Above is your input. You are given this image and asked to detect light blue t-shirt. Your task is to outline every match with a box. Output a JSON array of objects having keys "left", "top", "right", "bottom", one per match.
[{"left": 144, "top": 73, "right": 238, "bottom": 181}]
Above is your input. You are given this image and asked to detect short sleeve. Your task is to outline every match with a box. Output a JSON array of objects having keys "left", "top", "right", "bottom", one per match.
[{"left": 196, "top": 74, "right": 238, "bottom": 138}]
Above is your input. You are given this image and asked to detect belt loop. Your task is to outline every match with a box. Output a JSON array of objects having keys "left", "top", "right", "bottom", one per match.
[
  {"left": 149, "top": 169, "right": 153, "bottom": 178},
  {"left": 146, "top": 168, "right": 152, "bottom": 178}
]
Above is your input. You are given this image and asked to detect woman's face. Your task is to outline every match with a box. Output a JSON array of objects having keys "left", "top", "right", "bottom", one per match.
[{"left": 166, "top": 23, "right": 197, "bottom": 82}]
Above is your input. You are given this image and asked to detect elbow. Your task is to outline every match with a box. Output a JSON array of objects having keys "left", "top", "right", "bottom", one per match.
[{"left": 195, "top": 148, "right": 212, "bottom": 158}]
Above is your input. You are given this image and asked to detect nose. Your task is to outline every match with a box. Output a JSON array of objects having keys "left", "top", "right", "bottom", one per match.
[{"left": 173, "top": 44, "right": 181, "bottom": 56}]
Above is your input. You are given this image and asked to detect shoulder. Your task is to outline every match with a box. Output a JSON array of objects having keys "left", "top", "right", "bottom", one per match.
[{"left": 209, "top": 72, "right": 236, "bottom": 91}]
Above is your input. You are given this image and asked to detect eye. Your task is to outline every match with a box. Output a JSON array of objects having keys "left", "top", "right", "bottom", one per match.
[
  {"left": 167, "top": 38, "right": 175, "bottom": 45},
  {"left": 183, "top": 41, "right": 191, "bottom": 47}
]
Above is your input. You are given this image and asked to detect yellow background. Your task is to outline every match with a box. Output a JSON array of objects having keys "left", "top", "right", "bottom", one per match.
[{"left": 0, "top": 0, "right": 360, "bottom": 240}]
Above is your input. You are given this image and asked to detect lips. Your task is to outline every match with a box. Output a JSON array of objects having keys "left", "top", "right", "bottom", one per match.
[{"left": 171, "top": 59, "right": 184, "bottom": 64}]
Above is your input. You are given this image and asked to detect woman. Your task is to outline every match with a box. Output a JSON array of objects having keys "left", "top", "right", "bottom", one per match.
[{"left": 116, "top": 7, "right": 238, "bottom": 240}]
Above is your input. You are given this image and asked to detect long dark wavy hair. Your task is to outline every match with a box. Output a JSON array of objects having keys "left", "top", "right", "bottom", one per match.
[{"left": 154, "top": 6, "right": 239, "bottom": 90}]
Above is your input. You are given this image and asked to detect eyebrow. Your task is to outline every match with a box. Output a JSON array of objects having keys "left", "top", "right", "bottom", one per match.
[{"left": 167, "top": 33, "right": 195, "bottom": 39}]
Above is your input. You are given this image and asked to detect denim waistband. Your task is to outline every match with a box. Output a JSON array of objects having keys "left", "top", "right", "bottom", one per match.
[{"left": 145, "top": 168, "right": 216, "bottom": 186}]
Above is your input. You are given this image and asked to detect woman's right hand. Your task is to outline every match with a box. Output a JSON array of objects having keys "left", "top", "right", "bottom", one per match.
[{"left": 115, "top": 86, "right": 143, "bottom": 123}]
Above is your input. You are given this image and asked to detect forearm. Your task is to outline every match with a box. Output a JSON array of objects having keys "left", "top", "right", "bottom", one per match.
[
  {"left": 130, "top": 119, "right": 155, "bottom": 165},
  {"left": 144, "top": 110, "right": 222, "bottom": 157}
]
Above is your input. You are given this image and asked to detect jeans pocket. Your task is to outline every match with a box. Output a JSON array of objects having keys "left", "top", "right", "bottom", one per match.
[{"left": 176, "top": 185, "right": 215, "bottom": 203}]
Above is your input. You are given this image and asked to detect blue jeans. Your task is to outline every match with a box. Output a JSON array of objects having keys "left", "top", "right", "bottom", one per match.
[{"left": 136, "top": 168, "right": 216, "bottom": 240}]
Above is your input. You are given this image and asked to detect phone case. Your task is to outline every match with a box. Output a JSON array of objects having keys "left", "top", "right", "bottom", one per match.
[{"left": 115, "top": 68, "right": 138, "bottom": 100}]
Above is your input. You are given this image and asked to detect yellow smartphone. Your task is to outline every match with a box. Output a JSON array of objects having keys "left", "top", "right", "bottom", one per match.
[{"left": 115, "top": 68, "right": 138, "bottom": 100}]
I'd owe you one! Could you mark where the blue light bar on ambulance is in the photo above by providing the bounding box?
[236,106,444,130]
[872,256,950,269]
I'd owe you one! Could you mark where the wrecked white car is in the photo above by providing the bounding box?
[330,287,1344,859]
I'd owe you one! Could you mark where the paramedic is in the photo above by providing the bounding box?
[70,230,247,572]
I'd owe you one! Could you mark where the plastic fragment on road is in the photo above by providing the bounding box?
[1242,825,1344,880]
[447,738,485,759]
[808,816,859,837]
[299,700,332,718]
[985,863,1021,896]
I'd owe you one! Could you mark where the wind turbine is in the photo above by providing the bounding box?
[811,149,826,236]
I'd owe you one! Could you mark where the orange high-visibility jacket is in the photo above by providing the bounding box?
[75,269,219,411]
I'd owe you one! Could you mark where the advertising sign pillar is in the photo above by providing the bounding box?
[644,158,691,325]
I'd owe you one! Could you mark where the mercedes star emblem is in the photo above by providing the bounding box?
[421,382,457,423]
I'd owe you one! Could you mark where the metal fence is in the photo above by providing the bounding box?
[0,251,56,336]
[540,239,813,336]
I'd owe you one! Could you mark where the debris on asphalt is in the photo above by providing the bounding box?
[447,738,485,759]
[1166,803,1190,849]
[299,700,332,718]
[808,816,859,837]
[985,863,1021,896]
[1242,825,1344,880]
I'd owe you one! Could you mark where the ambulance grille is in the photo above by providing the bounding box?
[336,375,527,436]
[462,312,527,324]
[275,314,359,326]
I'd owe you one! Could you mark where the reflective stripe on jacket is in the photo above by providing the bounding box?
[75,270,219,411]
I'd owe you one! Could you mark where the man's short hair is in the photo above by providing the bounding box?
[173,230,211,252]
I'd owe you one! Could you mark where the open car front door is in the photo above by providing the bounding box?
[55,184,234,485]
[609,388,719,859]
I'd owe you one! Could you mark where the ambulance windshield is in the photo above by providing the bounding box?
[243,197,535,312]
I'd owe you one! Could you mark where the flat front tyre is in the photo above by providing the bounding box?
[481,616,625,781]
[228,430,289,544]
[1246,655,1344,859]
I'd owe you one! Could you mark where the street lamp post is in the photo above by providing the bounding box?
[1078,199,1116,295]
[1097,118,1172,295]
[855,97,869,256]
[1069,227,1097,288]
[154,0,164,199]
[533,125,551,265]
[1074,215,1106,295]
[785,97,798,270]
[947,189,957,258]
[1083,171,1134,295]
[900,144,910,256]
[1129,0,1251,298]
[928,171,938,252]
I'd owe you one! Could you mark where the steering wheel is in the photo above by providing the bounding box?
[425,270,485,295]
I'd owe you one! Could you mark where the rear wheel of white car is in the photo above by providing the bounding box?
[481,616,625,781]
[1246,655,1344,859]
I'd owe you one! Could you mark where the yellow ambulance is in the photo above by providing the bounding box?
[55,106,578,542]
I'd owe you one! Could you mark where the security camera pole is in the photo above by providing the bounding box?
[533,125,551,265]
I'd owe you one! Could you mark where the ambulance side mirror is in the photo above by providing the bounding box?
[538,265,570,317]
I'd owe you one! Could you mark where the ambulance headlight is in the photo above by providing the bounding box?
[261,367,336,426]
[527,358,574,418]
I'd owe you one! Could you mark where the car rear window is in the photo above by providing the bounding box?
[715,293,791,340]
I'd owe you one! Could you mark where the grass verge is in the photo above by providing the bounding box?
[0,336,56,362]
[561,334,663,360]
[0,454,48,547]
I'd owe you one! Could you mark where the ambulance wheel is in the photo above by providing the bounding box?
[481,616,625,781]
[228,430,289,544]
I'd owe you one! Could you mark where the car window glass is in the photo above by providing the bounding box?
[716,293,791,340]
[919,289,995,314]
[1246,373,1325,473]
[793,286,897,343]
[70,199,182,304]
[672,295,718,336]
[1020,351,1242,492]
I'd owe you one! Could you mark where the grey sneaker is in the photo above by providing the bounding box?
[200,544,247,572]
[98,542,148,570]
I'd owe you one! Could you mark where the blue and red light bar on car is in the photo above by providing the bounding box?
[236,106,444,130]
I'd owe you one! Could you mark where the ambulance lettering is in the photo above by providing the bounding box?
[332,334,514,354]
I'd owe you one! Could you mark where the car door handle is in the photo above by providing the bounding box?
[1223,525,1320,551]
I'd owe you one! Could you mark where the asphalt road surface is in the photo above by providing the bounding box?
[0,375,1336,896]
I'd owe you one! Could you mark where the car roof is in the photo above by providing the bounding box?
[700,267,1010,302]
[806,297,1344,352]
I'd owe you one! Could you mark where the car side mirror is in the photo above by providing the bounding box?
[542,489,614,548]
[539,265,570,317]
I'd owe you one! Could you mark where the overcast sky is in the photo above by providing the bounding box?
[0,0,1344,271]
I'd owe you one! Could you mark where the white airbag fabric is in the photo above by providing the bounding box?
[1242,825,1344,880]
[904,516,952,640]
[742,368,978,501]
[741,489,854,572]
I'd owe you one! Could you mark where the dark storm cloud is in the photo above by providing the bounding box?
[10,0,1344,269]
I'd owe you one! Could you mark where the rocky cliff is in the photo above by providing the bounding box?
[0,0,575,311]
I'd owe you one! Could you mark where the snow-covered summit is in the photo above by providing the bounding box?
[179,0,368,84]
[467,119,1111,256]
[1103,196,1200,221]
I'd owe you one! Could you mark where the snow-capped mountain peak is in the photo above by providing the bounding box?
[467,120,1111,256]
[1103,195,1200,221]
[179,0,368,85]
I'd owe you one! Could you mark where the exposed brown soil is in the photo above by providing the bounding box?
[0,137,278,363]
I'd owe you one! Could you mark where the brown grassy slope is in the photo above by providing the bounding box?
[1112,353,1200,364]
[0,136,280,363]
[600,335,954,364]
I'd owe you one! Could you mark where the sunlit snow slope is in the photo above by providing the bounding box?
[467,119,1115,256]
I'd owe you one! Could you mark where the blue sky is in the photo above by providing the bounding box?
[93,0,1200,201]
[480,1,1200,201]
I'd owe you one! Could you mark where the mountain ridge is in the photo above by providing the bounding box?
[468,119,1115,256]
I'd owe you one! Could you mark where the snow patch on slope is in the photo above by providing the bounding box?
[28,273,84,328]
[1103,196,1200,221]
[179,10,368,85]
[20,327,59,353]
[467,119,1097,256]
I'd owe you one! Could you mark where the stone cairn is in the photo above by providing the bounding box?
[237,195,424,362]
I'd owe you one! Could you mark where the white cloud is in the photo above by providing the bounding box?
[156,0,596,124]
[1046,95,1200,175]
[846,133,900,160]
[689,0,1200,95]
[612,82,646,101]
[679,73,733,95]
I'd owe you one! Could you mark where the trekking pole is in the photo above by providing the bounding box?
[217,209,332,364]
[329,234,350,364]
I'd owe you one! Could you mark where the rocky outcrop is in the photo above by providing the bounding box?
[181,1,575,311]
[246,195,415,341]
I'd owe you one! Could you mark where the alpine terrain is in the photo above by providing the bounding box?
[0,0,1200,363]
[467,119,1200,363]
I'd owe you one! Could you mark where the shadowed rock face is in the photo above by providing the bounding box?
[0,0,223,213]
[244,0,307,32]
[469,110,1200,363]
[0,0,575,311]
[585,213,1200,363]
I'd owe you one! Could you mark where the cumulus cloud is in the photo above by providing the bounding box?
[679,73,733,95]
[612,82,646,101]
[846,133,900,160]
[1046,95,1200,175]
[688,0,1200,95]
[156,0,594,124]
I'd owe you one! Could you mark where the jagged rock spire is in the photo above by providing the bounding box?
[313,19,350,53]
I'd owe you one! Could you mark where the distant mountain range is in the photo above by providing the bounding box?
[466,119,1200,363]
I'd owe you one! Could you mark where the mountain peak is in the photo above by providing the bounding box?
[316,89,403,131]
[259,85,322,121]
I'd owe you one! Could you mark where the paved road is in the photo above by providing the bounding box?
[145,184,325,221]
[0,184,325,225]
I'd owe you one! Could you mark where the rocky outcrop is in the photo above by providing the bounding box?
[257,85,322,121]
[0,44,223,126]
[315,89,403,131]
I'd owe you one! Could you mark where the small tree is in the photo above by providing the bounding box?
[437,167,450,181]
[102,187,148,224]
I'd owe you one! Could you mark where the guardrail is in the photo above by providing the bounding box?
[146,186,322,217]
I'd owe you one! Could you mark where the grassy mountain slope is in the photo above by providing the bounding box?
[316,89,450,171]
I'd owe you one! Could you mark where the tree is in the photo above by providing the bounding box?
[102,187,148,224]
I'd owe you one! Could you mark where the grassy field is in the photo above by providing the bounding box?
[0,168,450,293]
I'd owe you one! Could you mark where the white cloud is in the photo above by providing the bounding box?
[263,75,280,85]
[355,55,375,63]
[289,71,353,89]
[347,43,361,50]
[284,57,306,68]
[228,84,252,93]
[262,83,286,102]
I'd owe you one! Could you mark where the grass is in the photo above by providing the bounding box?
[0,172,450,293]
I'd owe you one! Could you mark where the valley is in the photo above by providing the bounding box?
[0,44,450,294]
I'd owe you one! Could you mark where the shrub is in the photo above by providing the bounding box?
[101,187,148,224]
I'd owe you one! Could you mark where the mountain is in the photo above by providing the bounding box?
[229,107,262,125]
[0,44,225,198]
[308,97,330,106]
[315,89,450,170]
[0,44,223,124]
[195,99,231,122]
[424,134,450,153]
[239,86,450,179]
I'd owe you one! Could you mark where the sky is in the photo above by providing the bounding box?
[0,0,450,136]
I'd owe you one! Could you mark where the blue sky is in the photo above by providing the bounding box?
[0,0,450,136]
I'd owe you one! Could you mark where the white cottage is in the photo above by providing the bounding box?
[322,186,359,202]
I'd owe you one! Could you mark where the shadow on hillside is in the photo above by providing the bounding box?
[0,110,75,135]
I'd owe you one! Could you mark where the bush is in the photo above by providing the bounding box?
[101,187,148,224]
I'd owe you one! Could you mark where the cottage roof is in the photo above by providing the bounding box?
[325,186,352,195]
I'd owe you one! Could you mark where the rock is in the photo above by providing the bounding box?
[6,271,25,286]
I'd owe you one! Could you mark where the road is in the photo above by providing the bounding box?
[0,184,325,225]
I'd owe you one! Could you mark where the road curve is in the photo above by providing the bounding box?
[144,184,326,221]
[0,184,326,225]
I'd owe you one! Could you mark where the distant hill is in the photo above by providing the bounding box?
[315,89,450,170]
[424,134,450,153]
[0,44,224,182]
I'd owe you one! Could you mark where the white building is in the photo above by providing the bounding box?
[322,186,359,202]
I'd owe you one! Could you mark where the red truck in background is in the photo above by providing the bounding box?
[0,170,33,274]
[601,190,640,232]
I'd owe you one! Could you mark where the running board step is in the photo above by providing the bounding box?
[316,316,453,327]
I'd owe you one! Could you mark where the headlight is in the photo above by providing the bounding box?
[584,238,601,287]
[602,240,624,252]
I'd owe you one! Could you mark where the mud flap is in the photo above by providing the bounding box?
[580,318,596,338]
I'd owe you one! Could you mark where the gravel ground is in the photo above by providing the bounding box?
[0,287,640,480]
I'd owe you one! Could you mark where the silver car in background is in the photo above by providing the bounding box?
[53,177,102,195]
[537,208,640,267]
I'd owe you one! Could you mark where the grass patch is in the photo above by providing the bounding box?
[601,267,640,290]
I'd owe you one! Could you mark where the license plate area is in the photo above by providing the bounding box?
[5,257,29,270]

-----

Stated task:
Turn the stretch of lines above, from the one containing "I'd owe you one! Could you mark where the metal" through the one containing "[540,239,813,336]", into a numbered list, leaving out any blank lines.

Reply to the exercise:
1. I'd owe you one! Could you mark where the metal fence is in the photo above by providing the bounding box?
2. [0,251,56,336]
3. [540,239,813,336]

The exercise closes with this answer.